• **Aim of the exercise**
Retype the data below line for line, without any changes. Leave the picture out of your copy.

• **Supplied data**
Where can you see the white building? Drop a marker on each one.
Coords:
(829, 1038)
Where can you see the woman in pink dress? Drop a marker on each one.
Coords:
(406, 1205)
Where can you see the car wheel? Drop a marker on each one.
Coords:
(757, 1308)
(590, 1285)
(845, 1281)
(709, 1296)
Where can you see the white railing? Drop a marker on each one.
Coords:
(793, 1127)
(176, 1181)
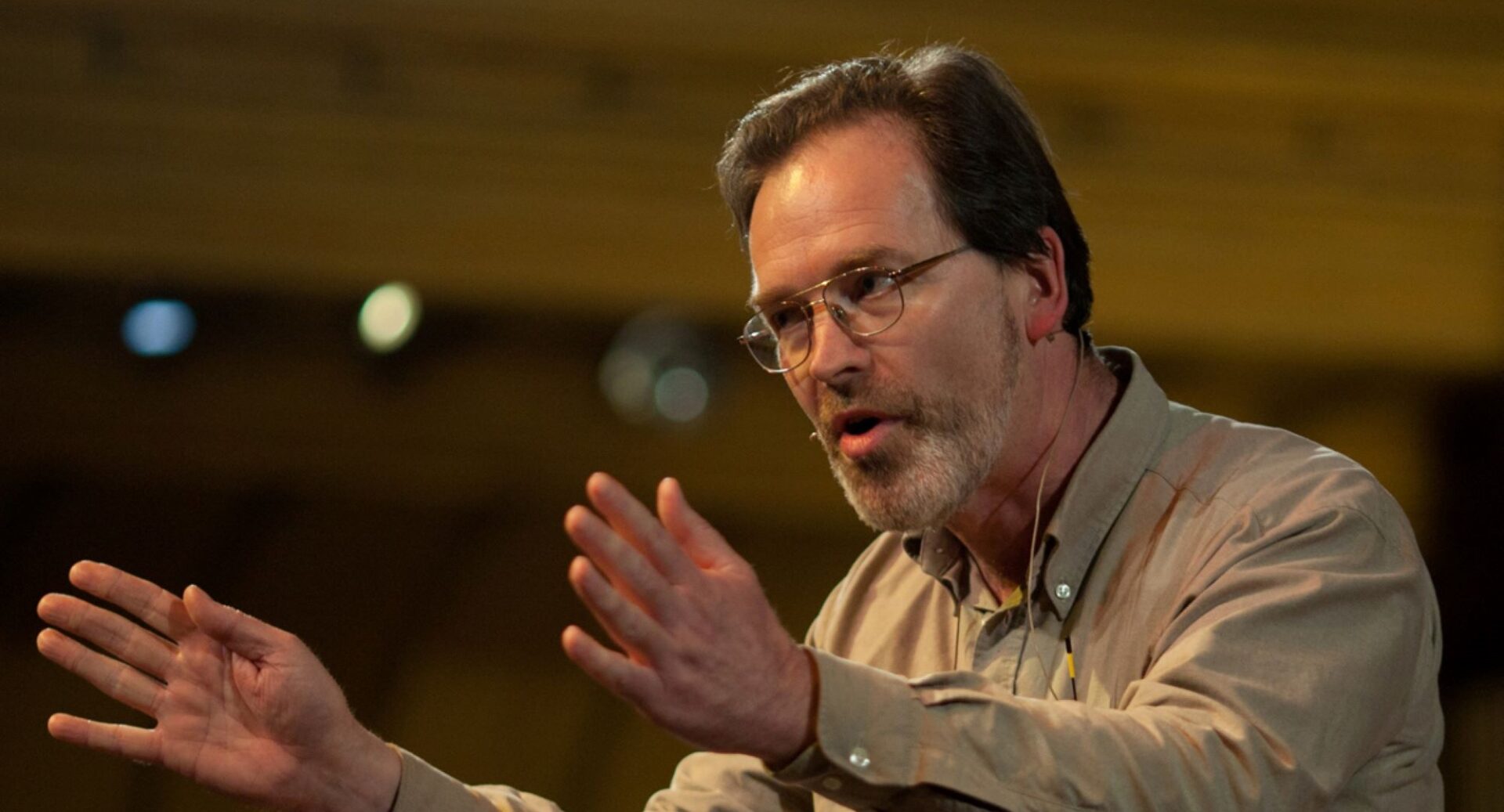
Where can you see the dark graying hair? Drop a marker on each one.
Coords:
(987, 155)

• **Exercise solution**
Where can you see the white building? Drop a marker on each one.
Coords:
(829, 1038)
Where can you see the woman in pink dress? Drop a marker on each one.
Coords:
(406, 1205)
Where can you see the car wheel? Drop a marker on each one.
Coords:
(757, 1308)
(590, 1285)
(845, 1281)
(709, 1296)
Where can you see the white railing? Drop a marker on each one.
Coords:
(793, 1127)
(176, 1181)
Where can you see the dark graying hair? Drop a marker on each one.
Coords:
(987, 155)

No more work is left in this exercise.